## Work to complete
Find each line in the records below that contains the word "foliage", and copy those lines. Match case exactly.

** Start of Recorded information **

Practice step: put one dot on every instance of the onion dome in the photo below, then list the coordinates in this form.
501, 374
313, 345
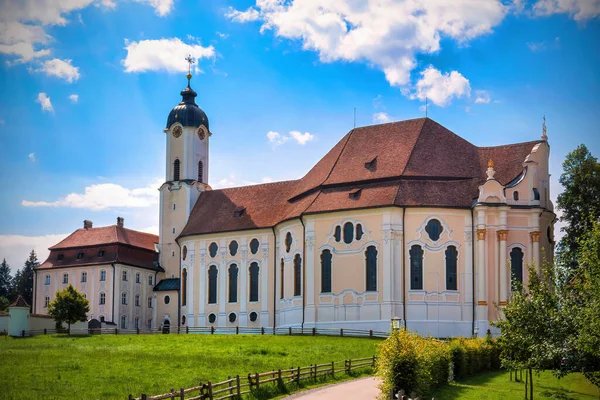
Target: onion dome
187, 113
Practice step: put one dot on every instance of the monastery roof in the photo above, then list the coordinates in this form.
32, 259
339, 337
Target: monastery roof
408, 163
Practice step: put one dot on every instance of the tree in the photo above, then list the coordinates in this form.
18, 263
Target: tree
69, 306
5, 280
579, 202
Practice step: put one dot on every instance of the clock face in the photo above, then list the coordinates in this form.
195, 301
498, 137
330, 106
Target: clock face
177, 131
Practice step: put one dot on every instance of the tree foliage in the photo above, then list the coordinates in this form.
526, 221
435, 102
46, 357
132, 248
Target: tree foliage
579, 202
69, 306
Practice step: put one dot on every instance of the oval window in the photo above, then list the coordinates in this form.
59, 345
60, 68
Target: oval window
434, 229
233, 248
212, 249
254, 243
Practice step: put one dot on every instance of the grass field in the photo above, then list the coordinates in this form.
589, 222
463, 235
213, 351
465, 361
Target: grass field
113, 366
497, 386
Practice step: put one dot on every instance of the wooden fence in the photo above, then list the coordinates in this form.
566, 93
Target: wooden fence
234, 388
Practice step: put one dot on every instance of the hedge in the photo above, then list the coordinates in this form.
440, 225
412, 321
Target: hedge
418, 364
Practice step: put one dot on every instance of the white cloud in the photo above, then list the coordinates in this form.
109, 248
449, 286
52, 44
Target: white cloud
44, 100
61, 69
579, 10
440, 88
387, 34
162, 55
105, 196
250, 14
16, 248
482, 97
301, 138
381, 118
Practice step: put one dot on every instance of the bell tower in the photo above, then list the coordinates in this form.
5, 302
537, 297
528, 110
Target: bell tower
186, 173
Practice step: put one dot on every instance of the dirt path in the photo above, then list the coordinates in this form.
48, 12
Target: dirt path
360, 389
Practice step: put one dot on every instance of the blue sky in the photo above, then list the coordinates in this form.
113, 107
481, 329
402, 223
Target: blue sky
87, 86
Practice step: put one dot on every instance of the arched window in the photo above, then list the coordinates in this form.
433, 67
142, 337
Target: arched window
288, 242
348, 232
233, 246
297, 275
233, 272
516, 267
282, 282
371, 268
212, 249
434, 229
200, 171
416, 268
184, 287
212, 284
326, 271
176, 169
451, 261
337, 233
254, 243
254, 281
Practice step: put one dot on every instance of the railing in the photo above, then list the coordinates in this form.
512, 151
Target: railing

** End of Recorded information **
** Start of Recorded information **

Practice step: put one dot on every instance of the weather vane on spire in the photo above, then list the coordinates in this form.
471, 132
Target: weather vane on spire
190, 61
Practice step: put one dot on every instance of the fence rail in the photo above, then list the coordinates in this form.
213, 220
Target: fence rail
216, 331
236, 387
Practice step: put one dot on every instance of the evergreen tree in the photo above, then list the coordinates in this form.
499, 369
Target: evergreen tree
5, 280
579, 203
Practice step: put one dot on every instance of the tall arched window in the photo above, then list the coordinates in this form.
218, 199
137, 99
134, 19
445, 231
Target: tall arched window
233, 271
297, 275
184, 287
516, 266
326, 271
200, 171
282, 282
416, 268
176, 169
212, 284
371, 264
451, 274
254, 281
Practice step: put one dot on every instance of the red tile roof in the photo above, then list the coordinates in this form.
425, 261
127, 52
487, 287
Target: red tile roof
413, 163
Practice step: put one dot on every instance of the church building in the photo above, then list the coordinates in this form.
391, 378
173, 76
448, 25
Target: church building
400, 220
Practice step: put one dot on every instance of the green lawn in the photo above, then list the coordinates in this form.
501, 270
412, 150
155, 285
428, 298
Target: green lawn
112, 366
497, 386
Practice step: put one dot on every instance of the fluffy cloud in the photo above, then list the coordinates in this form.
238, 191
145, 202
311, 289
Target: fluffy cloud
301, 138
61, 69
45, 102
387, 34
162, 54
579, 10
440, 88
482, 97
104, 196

** End of Recorded information **

## Solution to this task
Practice step: put one dot on every instance of the tree foliage in the photo above, then list the coordinates in this form.
Target: tree foliage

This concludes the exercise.